* **EXTRACT**

◆ ◆ ◆

Can Rocks Compute? What It Means for a Physical System to Be a Computer
A Strange Question
Here’s a weird thing to think about. You’re sitting at a table. In front of you is a computer and a rock. The computer runs programs, plays videos, lets you type words and see them appear on screen. The rock just sits there.
But is the rock really not computing? Or could it be that the rock is doing some kind of computation, just a very boring one that nobody notices? And if the rock isn’t computing, what exactly does the computer have that the rock lacks?
This might sound like a silly question. Obviously a rock isn’t a computer—you can’t play Minecraft on it. But philosophers noticed something troubling. If you look closely enough at anything in the physical world, you can find a way to describe it as performing a computation. A rock gradually heating up in the sun, for example, goes through a sequence of states (cooler, warmer, warmer still) that could be mapped onto the states of a simple computer program that just alternates between 0 and 1. Under the right description, the rock is “computing” just as much as your laptop is.
This is a real problem, not a joke. If everything is a computer, then saying “the mind is a computer” becomes meaningless—it’s like saying “the mind is made of matter.” Of course it is, but that doesn’t tell you anything interesting. So philosophers have been arguing for decades about what genuine physical computation is, and whether rocks (or brains, or anything else) really do it.
The Problem of Implementation
Let’s start with something you already know. There’s a difference between abstract math and physical stuff. A Turing machine (the mathematical model of a computer) is an abstract thing—you can’t drop one on your foot. It’s defined by rules, states, and symbols on a tape that never runs out. But your laptop is a physical thing made of silicon, wires, and electricity. Somehow, the physical laptop implements the abstract computations. The laptop’s physical states (voltages in circuits) correspond to the Turing machine’s abstract states (0s and 1s), and as the voltages change, the abstract computation happens.
This is called the problem of computational implementation: how does a physical, concrete system manage to be the same thing as an abstract, mathematical computation? It’s not obvious that this should even be possible.
The simplest answer is also the most troubling one. Here’s philosopher Hilary Putnam’s proposal, later called the Simple Mapping Account: a physical system implements a computation if you can find a way to map the physical states of the system onto the computational states defined by the computation, in a way that the physical state transitions match the computational state transitions. That’s it. Just draw a map from physical stuff to computational stuff, and if the physical stuff changes in a way that follows the computational rules, the system is computing.
And here’s the problem: you can do that for anything. Remember the rock heating in the sun? You can map its temperature states onto the 0 and 1 states of a simple two-state calculator, and as the rock warms up, its temperature changes match the calculator’s state changes. By Putnam’s definition, the rock is a perfectly good computer.
This conclusion is called pancomputationalism—the view that literally every physical system is a computer. Most philosophers think this can’t be right. If everything computes, then nothing specially computes. The word loses its meaning. But if pancomputationalism is wrong, then we need a stricter definition of what counts as genuine computation. Let’s see what philosophers have come up with.
Stricter Accounts: Making Computation Harder
The Counterfactual Account
One problem with the rock-and-sun example is that the rock’s temperature changes aren’t caused by the rock itself. The rock isn’t producing heat; the sun is heating it. If you put the rock in the shade, it would cool down instead of getting warmer. The rock doesn’t have a built-in disposition to go from one temperature to the next the way a computer has a built-in disposition to go from one computational state to another.

◆ ◆ ◆

(Stored data)
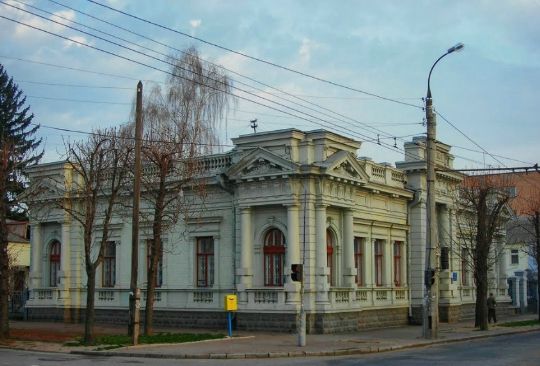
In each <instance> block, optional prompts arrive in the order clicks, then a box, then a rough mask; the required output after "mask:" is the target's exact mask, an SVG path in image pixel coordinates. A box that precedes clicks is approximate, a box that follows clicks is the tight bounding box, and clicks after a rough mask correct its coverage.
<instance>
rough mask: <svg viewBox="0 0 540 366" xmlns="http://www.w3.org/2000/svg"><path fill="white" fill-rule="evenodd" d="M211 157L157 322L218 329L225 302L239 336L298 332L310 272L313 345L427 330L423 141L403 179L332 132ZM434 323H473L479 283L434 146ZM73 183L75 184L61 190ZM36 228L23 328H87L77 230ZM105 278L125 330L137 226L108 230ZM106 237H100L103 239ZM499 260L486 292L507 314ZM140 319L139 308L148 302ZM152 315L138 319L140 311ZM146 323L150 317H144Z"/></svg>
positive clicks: (97, 278)
mask: <svg viewBox="0 0 540 366" xmlns="http://www.w3.org/2000/svg"><path fill="white" fill-rule="evenodd" d="M233 142H234V145H235V147H234V149H232V150H231V151H229V152H227V153H222V154H216V155H210V156H207V157H205V158H204V164H205V167H206V170H205V176H206V179H207V188H206V189H207V191H208V198H207V200H206V202H205V205H204V206H202V207H201V208H200V213H199V214H198V215H196V217H193V218H190V219H188V220H180V221H179V222H178V223H177V224H176V226H175V227H174V228H173V229H171V230H169V231H167V233H166V235H165V238H164V246H165V249H164V253H163V256H162V258H161V261H160V263H159V270H158V280H157V286H158V289H157V292H156V299H155V315H154V319H155V323H156V324H161V325H167V326H175V325H178V326H192V327H206V328H212V327H213V328H216V327H220V328H222V327H224V326H225V322H226V313H225V311H224V297H225V295H227V294H236V295H237V296H238V311H237V313H236V325H237V327H238V328H241V329H266V330H278V331H293V330H294V329H295V322H296V316H297V313H298V311H299V309H300V304H301V297H300V296H301V285H300V282H295V281H292V279H291V275H290V274H291V264H299V263H303V278H304V296H303V298H304V306H305V310H306V314H307V327H308V332H311V333H331V332H336V331H353V330H357V329H360V328H369V327H382V326H394V325H400V324H407V323H418V322H420V321H421V314H422V304H423V292H424V290H423V289H424V287H423V281H424V267H425V263H424V259H425V243H426V237H425V235H426V203H425V201H426V178H425V177H426V163H425V138H422V137H419V138H414V139H413V141H411V142H408V143H406V144H405V160H404V161H402V162H398V163H397V164H396V166H397V167H396V168H394V167H392V166H391V165H390V164H386V163H384V164H378V163H375V162H373V161H372V160H371V159H369V158H359V157H358V156H357V154H358V150H359V149H360V146H361V143H360V142H358V141H354V140H352V139H350V138H348V137H345V136H342V135H338V134H335V133H332V132H328V131H325V130H315V131H308V132H303V131H300V130H297V129H286V130H277V131H272V132H263V133H255V134H249V135H242V136H240V137H238V138H235V139H233ZM436 162H437V165H438V166H439V168H442V169H440V170H439V171H438V173H437V189H436V191H437V196H438V198H437V215H438V217H437V227H438V232H439V242H440V247H441V251H440V252H441V255H440V257H441V258H440V266H439V270H440V285H439V290H440V303H439V308H440V319H441V321H446V322H452V321H457V320H459V319H463V318H467V317H471V316H472V315H473V314H474V301H475V299H474V295H475V292H474V288H473V278H472V273H471V270H470V269H469V266H468V265H467V263H466V260H464V259H463V258H461V257H460V256H459V248H458V247H457V246H458V245H457V244H456V242H457V240H456V230H455V210H454V202H455V201H454V200H453V199H452V194H451V192H452V191H453V188H454V187H455V186H456V185H458V184H459V183H460V182H461V180H462V175H461V174H459V173H457V172H452V171H450V170H449V168H452V163H453V156H452V155H451V154H450V146H448V145H445V144H442V143H438V146H437V157H436ZM28 174H29V176H30V181H31V184H38V183H36V182H43V181H44V180H43V178H46V177H56V179H55V180H56V181H58V180H59V179H58V178H59V177H60V178H61V179H60V181H63V180H64V178H66V177H68V176H71V175H72V174H74V173H73V172H72V171H71V169H70V168H69V164H67V163H65V162H55V163H47V164H41V165H37V166H34V167H32V168H31V169H29V171H28ZM66 181H67V180H66ZM42 192H43V193H42V195H41V196H40V197H39V198H35V199H34V202H31V203H30V210H32V207H33V205H37V204H38V202H39V205H40V206H41V208H45V210H46V211H47V212H48V213H49V214H48V215H47V216H46V218H41V219H36V218H35V217H34V218H33V219H32V221H31V223H30V224H31V230H32V231H31V272H30V285H29V286H30V299H29V300H28V302H27V304H26V306H27V310H28V317H29V319H54V320H64V321H80V320H81V319H82V318H83V317H84V306H85V301H86V300H85V298H86V289H85V284H86V278H85V276H86V274H85V270H84V263H83V255H82V253H83V248H82V246H83V244H82V238H81V228H80V227H79V226H78V225H77V223H76V222H74V221H73V220H70V219H69V216H68V215H66V214H65V213H64V212H62V211H60V210H58V209H57V208H55V207H54V205H52V203H48V202H49V201H48V197H47V190H46V189H45V190H42ZM148 226H149V224H146V226H145V223H144V222H141V230H140V235H139V236H140V240H139V243H140V248H139V253H142V254H140V255H139V286H140V287H141V288H142V290H143V296H144V289H145V287H146V273H145V272H146V270H145V269H146V261H147V257H146V256H145V255H144V253H146V243H147V241H148V240H151V239H152V238H151V230H148ZM112 228H113V233H112V237H111V241H110V242H109V243H108V246H107V248H106V252H105V258H104V262H103V263H102V265H101V269H100V270H98V277H97V290H96V291H97V294H96V318H97V320H98V321H102V322H105V321H106V322H111V323H112V322H115V323H127V320H128V301H129V286H130V270H131V269H130V263H131V215H130V214H129V215H118V216H117V217H115V218H114V220H113V225H112ZM98 230H99V228H98ZM505 260H506V259H505V258H501V259H500V263H499V265H498V266H496V268H495V269H494V271H493V273H492V276H491V278H492V281H491V282H490V291H492V292H494V293H496V294H497V297H498V301H499V303H504V302H509V301H510V299H509V298H508V296H507V281H506V277H505V273H506V264H505V263H504V262H505ZM142 304H143V306H144V302H142ZM143 310H144V309H143ZM143 316H144V313H143Z"/></svg>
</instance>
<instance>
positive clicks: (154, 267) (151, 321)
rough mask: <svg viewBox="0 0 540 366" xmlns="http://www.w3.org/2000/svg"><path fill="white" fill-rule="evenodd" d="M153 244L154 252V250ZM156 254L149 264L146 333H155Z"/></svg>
mask: <svg viewBox="0 0 540 366" xmlns="http://www.w3.org/2000/svg"><path fill="white" fill-rule="evenodd" d="M154 246H155V243H154V244H153V245H152V253H153V252H154V250H153V247H154ZM154 262H155V261H154V256H153V255H151V256H150V265H149V266H148V274H147V277H148V278H147V280H146V283H147V285H146V308H145V312H144V315H145V316H144V335H147V336H148V335H152V334H154V329H153V323H154V294H155V287H156V286H155V285H156V270H155V269H156V265H155V264H154Z"/></svg>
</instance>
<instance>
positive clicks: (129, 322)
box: [128, 81, 143, 345]
mask: <svg viewBox="0 0 540 366" xmlns="http://www.w3.org/2000/svg"><path fill="white" fill-rule="evenodd" d="M142 133H143V119H142V82H140V81H139V82H138V83H137V105H136V107H135V167H134V169H135V174H134V177H133V218H132V223H131V282H130V293H129V328H128V333H129V335H130V336H131V341H132V343H133V345H136V344H137V343H138V341H139V331H140V328H139V323H140V312H139V308H140V306H141V305H140V301H141V292H140V289H139V287H138V284H137V277H138V273H139V203H140V197H141V140H142Z"/></svg>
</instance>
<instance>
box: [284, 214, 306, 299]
mask: <svg viewBox="0 0 540 366" xmlns="http://www.w3.org/2000/svg"><path fill="white" fill-rule="evenodd" d="M299 229H300V225H299V218H298V206H296V205H290V206H287V249H286V260H285V271H284V273H285V274H286V277H285V291H286V292H287V293H288V294H287V302H298V301H300V298H299V296H298V294H297V293H298V291H299V290H300V282H294V281H292V280H291V276H290V273H291V265H292V264H296V263H302V258H301V256H300V231H299Z"/></svg>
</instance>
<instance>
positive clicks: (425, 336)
mask: <svg viewBox="0 0 540 366" xmlns="http://www.w3.org/2000/svg"><path fill="white" fill-rule="evenodd" d="M426 120H427V146H426V150H427V151H426V164H427V227H428V232H427V235H426V264H425V272H424V273H425V276H424V281H425V291H426V293H425V304H424V308H423V316H424V319H423V322H422V326H423V334H424V338H428V339H430V338H437V336H438V330H439V272H438V271H437V267H438V265H437V258H438V245H437V244H438V243H437V216H436V215H437V206H436V201H435V181H436V176H435V157H436V153H437V141H436V137H435V136H436V132H437V122H436V119H435V115H434V114H433V101H432V99H431V91H430V90H429V88H428V95H427V98H426ZM432 280H433V283H432V282H431V281H432Z"/></svg>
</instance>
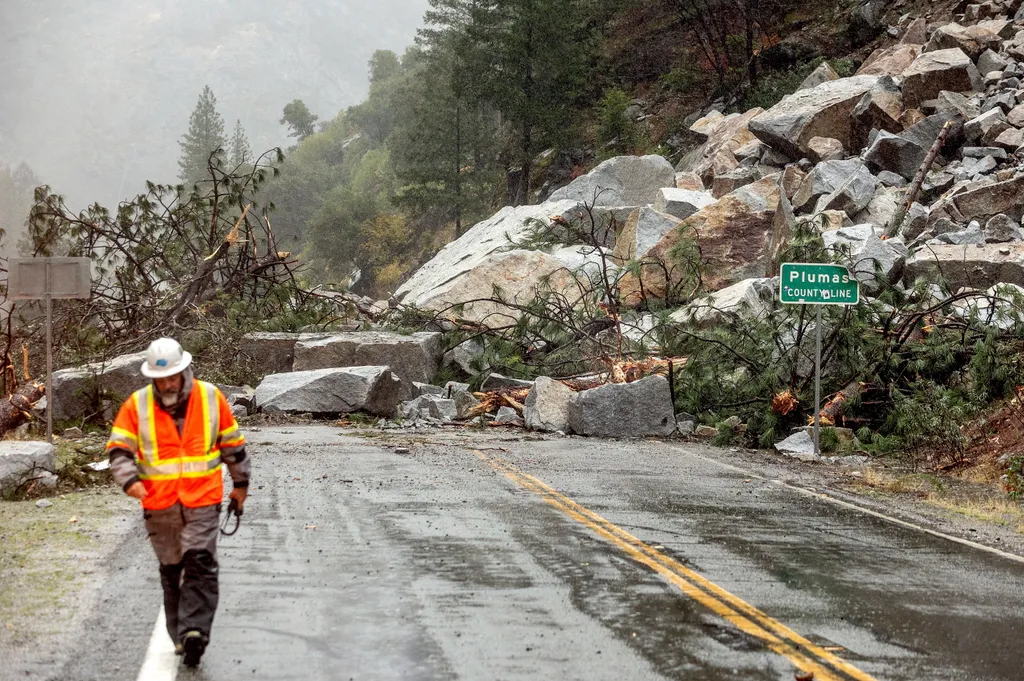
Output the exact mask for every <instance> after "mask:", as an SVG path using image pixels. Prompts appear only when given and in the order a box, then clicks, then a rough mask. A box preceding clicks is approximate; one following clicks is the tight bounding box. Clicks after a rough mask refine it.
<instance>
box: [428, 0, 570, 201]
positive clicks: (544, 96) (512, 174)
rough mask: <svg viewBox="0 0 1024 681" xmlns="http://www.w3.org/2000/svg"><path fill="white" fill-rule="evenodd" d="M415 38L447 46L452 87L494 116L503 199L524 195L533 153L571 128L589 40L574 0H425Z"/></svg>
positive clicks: (548, 143)
mask: <svg viewBox="0 0 1024 681" xmlns="http://www.w3.org/2000/svg"><path fill="white" fill-rule="evenodd" d="M429 2H430V9H429V10H428V11H427V13H426V15H425V17H424V20H425V23H426V25H427V26H426V28H425V29H423V30H421V31H420V34H419V39H418V40H419V42H420V44H421V45H423V46H424V47H425V48H426V49H427V50H428V52H430V53H431V54H434V53H437V52H438V51H442V50H451V51H452V52H453V53H454V55H455V56H456V59H455V63H456V65H457V67H456V72H455V73H458V74H459V78H458V79H457V82H453V85H454V86H457V87H458V86H459V82H461V83H462V85H461V87H463V88H465V89H464V90H463V91H462V92H461V94H460V96H468V97H470V98H472V99H475V100H477V101H478V102H479V103H481V104H484V105H486V107H488V108H490V109H493V110H495V111H498V112H500V113H501V116H502V121H503V126H502V127H503V129H502V131H501V134H502V137H503V138H504V140H505V142H504V148H503V151H502V155H501V156H502V158H503V162H504V164H505V167H506V173H507V181H508V203H510V204H512V205H521V204H525V203H529V201H530V199H531V187H530V174H531V172H532V163H534V159H535V158H536V156H537V154H538V153H539V152H541V151H543V150H544V148H547V147H549V146H552V145H557V144H558V143H559V142H560V141H562V138H563V137H564V136H565V134H566V131H567V130H568V129H569V128H570V127H571V123H572V116H573V112H574V110H575V105H577V98H578V96H579V92H580V91H581V90H582V89H583V81H584V73H585V65H586V59H587V57H588V49H589V45H588V42H587V41H586V40H584V23H583V18H582V13H581V10H580V5H581V2H580V0H429Z"/></svg>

◆ ◆ ◆

* **WRITTEN TASK 1**
Summarize the text on physical computation in two sentences.
* **WRITTEN TASK 2**
Answer these questions on the text on physical computation:
(a) What does the text call a Turing machine?
(b) What name is given to the view that literally every physical system is a computer?
(c) In the rock example, what is heating the rock?
* **WRITTEN TASK 3**
Reproduce the text on physical computation between "This is called" and "system is computing.", inclusive.

* **TASK ANSWER 1**
Philosophers have noticed that, looked at closely enough, any physical system can be described as computing, so that even a rock warming in the sun maps onto a simple program that alternates between 0 and 1. Putnam's Simple Mapping Account leads to pancomputationalism, the view that every physical system is a computer, which most philosophers reject, and so they have proposed stricter accounts such as the counterfactual account.

* **TASK ANSWER 2**
(a) The mathematical model of a computer.
(b) Pancomputationalism.
(c) The sun.

* **TASK ANSWER 3**
This is called the problem of computational implementation: how does a physical, concrete system manage to be the same thing as an abstract, mathematical computation? It’s not obvious that this should even be possible.
The simplest answer is also the most troubling one. Here’s philosopher Hilary Putnam’s proposal, later called the Simple Mapping Account: a physical system implements a computation if you can find a way to map the physical states of the system onto the computational states defined by the computation, in a way that the physical state transitions match the computational state transitions. That’s it. Just draw a map from physical stuff to computational stuff, and if the physical stuff changes in a way that follows the computational rules, the system is computing.